··· SELECTED PASSAGE

Found: a lactating spider
Jumping spiders suckle their young for longer than mice. Tanya Loos reports.
A new study reveals a species of jumping spider in which newly hatched young are entirely dependent on a maternally excreted milk-like substance. Suckling continues for 40 days – well beyond the point at which the young can forage for themselves.
The feeding method, write researchers led by Zhanqi Chen from the Chinese Academy of Sciences in Yunnan, “compares functionally and behaviourally to lactation in mammals”.
Toxeus magnus is a very small black spider that mimics ants.
The species aroused the interest of Chen and colleagues because it is often found in nests comprising several large individuals, including grown juveniles, yet is not known to form colonies. The researchers wondered if the nests indicated extended maternal care – unusual among arachnids.
The mystery deepened when the researchers set up a spider nest in their laboratory and noted that for their first 20 days spiderlings did not leave the nest – and their mother was never seen bringing food in.
Closer examination revealed that the mother T. magnus was producing a white fluid from a groove on the underside of the abdomen, known as the epigastric furrow. For the first 10 days of their lives, the spiderlings consumed droplets of this fluid deposited on the nest wall, and thereafter suckled directly from the mother.
Providing milk for young is one of the defining features of mammals, but the provision of specialised food sources for offspring is found in a surprising variety of animals. Parent fish feed their young their own epidermal mucus, some amphibians and invertebrates produce unfertilised eggs for consumption, and types of excreted liquid have been used by parent cockroaches and birds including pigeons, flamingos and penguins.
“However, these other foods are very different from mammalian milk in both duration of provisioning and degree of parent-offspring interaction,” the researchers note in a paper published in the journal Science.
Chen’s team could see that milk-provisioning in T. magnus was remarkably similar to mammalian lactation. Unlike other specialised food sources, spider milk is supplied to the young from hatching until near adulthood, and is accompanied by a high degree of maternal care. The team carried out a series of field and laboratory experiments to find out just how crucial milk provision and parental attention is to the species.
When provided with milk and maternal care, including nest repair and clean-up, 76% of spiderlings survived to adulthood. When the epigastric furrow of the mother was blocked with correction fluid just after hatching, the spiderlings stopped developing and died at approximately 10 days.

······

▶ BRIEF
Answer these from the article on the lactating spider:
(a) For how many days does suckling continue?
(b) From what part of the mother's body does the white fluid come?
(c) What percentage of spiderlings survived to adulthood when given milk and maternal care?

··· ENTRIES SUPPLIED

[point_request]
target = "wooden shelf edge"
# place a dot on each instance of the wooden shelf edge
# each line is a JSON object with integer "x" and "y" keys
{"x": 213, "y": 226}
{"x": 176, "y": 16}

······

▶ RESULT OF THIS EXERCISE
(a) 40 days.
(b) A groove on the underside of the abdomen, called the epigastric furrow.
(c) 76%.